- **Task description**: Return the records exactly, with nothing added.
Available data Start Marker
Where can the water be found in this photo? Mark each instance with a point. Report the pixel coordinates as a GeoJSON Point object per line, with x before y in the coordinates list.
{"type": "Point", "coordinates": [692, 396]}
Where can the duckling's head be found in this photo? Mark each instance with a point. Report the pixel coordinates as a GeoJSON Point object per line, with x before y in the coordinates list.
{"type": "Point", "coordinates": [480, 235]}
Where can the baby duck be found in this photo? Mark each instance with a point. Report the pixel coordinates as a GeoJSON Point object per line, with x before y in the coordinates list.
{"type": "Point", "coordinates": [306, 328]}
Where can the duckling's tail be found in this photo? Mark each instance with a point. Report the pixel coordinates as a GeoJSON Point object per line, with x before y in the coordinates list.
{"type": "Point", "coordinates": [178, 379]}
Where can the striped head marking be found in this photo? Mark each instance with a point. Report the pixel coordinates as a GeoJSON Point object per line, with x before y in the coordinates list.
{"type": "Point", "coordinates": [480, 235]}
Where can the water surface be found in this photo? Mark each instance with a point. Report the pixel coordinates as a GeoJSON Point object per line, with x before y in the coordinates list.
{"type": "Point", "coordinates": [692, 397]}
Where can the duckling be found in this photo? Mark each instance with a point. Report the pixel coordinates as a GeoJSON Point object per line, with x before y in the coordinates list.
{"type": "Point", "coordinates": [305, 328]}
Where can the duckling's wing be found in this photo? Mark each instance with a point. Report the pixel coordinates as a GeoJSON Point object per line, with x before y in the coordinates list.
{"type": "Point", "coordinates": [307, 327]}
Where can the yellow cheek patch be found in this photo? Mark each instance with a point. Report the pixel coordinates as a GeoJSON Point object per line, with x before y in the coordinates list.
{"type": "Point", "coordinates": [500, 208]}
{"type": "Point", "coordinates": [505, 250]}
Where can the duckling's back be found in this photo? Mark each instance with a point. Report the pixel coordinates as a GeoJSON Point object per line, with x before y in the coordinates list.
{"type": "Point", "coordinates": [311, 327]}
Available data End Marker
- **Exercise response**:
Where can the water be found in this photo? Mark each instance with a point. Report the pixel coordinates as a GeoJSON Point object per line, with x before y in the coordinates list.
{"type": "Point", "coordinates": [692, 396]}
Where can the duckling's head be found in this photo? Mark each instance with a point. Report the pixel coordinates as a GeoJSON Point object per line, with x before y in the coordinates list.
{"type": "Point", "coordinates": [480, 235]}
Where can the baby duck be found in this photo? Mark each instance with a point. Report the pixel coordinates as a GeoJSON Point object per line, with x before y in the coordinates list.
{"type": "Point", "coordinates": [306, 328]}
Where can the duckling's tail be found in this photo? Mark each instance with a point. Report the pixel coordinates as a GeoJSON Point object per line, with x before y in the coordinates list.
{"type": "Point", "coordinates": [178, 379]}
Where can the striped head marking be found in this photo? Mark each instance with a point. Report the pixel coordinates as a GeoJSON Point object per line, with x before y in the coordinates list.
{"type": "Point", "coordinates": [480, 235]}
Where can the water surface be found in this photo? Mark each instance with a point. Report the pixel coordinates as a GeoJSON Point object per line, with x before y in the coordinates list.
{"type": "Point", "coordinates": [692, 397]}
Where can the duckling be found in this photo? Mark each instance with a point. Report the pixel coordinates as a GeoJSON Point object per line, with x before y in the coordinates list.
{"type": "Point", "coordinates": [305, 328]}
Where can the duckling's wing be found in this photo? Mark each instance with a point. Report the pixel coordinates as a GeoJSON Point object per line, with x before y in the coordinates list.
{"type": "Point", "coordinates": [307, 327]}
Where can the yellow cheek patch be found in this photo? Mark each instance with a point. Report the pixel coordinates as a GeoJSON Point object per line, with x before y in the coordinates list.
{"type": "Point", "coordinates": [500, 208]}
{"type": "Point", "coordinates": [505, 250]}
Where can the duckling's back be found in this photo? Mark each instance with a point. Report the pixel coordinates as a GeoJSON Point object per line, with x before y in the coordinates list.
{"type": "Point", "coordinates": [311, 327]}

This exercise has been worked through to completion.